Seitenauszug.
○ ○ ○ ○
Crossmedial arbeiten

Netzwerk für trimediale Weiterbildung von Journalisten in Europa

Die Deutsche Hörfunkakademie Dortmund arbeitet derzeit in einem Netzwerk europäischer Medienunternehmen, Bildungseinrichtungen, Verbänden und Sozialpartnern an einem Konzept einer trimedialen Weiterbildung für Journalisten. Im Februar wurden erste Ergebnisse einer Journalistenbefragung in den einzelnen Partnerländern präsentiert.

Der Slogan „One Content, all Media“ fasst die Entwicklung zusammen, die sich in den letzten Jahren für journalistisches Arbeiten abzeichnet. Zugleich werden damit Strategien der Medienunternehmen beschrieben, Inhalte nur einmal zu produzieren und mittels digitaler Technologien auf verschiedenen medialen Verbreitungsplattformen gleichzeitig zu verwerten. Für Journalistinnen und Journalisten bedeutet diese Entwicklung, sich mehrmediale Kenntnisse und Fähigkeiten anzueignen. Gleichzeitig sind Spezialisierung und Flexibilität gefragt. Die ideale Kompetenzmischung besteht augenscheinlich aus fundierten Sachkenntnissen auf speziellen Wissengebieten einerseits und einer breit gefächerten Fachkenntnis in den sich in der digitalen Welt eröffnenden Verwertungsmöglichkeiten andererseits.

Motivation von Lokaljournalisten verbessern

Seit Oktober vergangenen Jahres wird unter Federführung der Deutschen Hörfunkakademie an einem Konzept für eine trimediale Weiterbildung für Journalisten gearbeitet. Es soll den aktuellen Qualifikationsanforderungen multimedialen Arbeitens gerecht werden und den Journalistinnen und Journalisten eine fundierte Basis für verbesserte Beschäftigungsmöglichkeiten auf dem europäischen und nationalen Arbeitsmarkt geben. Durch die Entwicklung eines solchen Konzepts sollen zugleich die Weiterbildungsmotivation von Lokaljournalisten verbessert sowie bei den Verantwortlichen ein Bewusstsein für systematische Personalentwicklung geweckt und gestärkt werden. Das Projekt „Trimedial“ wird durch das EU-Berufsbildungsprogramm Leonardo da Vinci gefördert. Neben der Deutschen Hörfunkakademie sind als Projektpartner beteiligt: aus Deutschland der Verband Lokaler Rundfunk e.V. und ver.di., aus Österreich das Kuratorium für Journalistenausbildung, aus Bulgarien die St. Kliment Ohridski University of Sofia, aus Dänemark der Center for Journalistik og Efteruddannelse, aus den Niederlanden das European Journalism Centre, die European Journalism Training Association und die Media Academie, aus Rumänien die University of Bucharest, Faculty of Journalism and Sciences of Communication, aus Slowenien die Radio Academija und HISA IDEJ. Besonders interessant bei dem Projekt ist die Einbindung von Universitäten und Akademien aus den EU-Beitrittsländern Bulgarien, Rumänien und Slowenien.
○ ○ ○ ○
Vorliegende Einträge.
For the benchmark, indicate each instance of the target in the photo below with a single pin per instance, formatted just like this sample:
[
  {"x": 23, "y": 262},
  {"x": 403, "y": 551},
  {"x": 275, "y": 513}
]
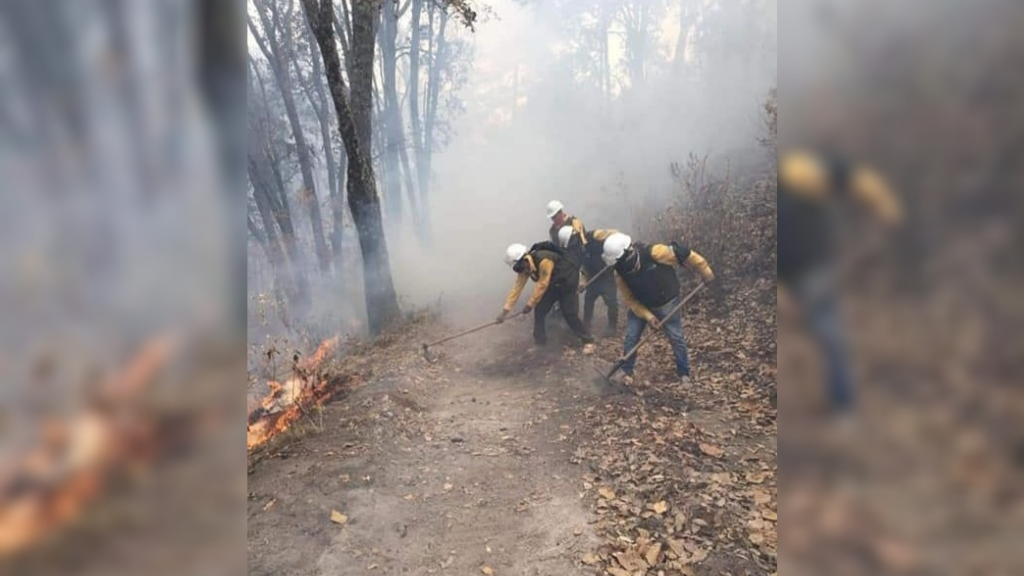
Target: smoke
[{"x": 539, "y": 125}]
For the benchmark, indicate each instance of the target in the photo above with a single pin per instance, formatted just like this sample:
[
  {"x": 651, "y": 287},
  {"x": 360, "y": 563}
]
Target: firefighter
[
  {"x": 604, "y": 285},
  {"x": 558, "y": 217},
  {"x": 809, "y": 184},
  {"x": 646, "y": 276},
  {"x": 557, "y": 280}
]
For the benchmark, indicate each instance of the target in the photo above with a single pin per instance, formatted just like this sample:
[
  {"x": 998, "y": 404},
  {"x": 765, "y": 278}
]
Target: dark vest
[
  {"x": 565, "y": 272},
  {"x": 805, "y": 223},
  {"x": 553, "y": 232},
  {"x": 652, "y": 283}
]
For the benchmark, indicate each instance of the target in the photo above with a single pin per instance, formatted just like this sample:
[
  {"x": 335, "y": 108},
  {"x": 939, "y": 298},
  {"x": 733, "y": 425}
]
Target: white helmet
[
  {"x": 554, "y": 207},
  {"x": 564, "y": 234},
  {"x": 614, "y": 247},
  {"x": 514, "y": 253}
]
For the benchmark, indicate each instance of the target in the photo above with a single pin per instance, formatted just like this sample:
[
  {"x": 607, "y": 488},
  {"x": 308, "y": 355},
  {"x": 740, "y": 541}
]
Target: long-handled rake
[
  {"x": 619, "y": 363},
  {"x": 426, "y": 346},
  {"x": 583, "y": 287}
]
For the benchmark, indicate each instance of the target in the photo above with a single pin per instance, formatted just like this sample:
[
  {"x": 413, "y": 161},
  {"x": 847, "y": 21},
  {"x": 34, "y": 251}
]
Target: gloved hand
[{"x": 715, "y": 287}]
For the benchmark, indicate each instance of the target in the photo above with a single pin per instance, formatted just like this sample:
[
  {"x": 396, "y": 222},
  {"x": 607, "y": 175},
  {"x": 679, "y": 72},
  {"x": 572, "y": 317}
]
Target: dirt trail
[
  {"x": 446, "y": 467},
  {"x": 517, "y": 462}
]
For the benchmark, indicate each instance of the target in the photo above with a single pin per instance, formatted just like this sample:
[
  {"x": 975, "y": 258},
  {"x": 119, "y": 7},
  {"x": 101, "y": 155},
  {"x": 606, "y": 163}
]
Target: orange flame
[{"x": 283, "y": 406}]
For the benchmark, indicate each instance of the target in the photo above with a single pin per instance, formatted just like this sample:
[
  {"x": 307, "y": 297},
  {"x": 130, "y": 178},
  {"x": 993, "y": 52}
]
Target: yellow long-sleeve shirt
[
  {"x": 807, "y": 174},
  {"x": 543, "y": 280},
  {"x": 664, "y": 254},
  {"x": 600, "y": 236}
]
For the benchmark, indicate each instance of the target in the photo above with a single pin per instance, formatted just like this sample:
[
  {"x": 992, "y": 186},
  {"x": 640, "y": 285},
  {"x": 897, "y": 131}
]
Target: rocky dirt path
[
  {"x": 457, "y": 467},
  {"x": 498, "y": 461}
]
○ ○ ○ ○
Aufgaben.
A – Entscheide für jede Aussage, ob sie mit dem Seitenauszug übereinstimmt. Antworte jeweils mit Ja oder Nein und führe die entscheidenden Worte aus dem Seitenauszug als wörtliches Zitat an: (i) Neben mehrmedialen Kenntnissen sind auch Spezialisierung und Flexibilität gefragt. (ii) Die Arbeit am Konzept für die trimediale Weiterbildung begann im Februar. (iii) Aus Österreich ist das Kuratorium für Journalistenausbildung als Projektpartner beteiligt.
B – Führe jede Zeile der Einträge auf, in der die Zeichenfolge „dirt“ vorkommt. Groß- und Kleinschreibung ist dabei zu beachten.
Zwischen den Einträgen und dem Seitenauszug besteht kein Zusammenhang.

Vollständige Lösungen.
A –
(i) Ja: „Gleichzeitig sind Spezialisierung und Flexibilität gefragt.“
(ii) Nein: „Seit Oktober vergangenen Jahres wird unter Federführung der Deutschen Hörfunkakademie an einem Konzept für eine trimediale Weiterbildung für Journalisten gearbeitet.“
(iii) Ja: „aus Österreich das Kuratorium für Journalistenausbildung“

B –
Target: dirt trail
Target: rocky dirt path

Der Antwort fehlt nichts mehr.